SUPPLIED RECORDS:

-------

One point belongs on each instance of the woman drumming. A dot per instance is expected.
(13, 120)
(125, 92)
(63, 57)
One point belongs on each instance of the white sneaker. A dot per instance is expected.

-------

WHAT YOU SHOULD DO: Restate the full listing word for word, leaving out nothing.

SOLVED PROBLEM:
One point belongs on each instance of the woman drumming. A dot per instance is expected.
(13, 120)
(125, 92)
(63, 57)
One point belongs on each instance of the white sneaker. A dot per instance is expected.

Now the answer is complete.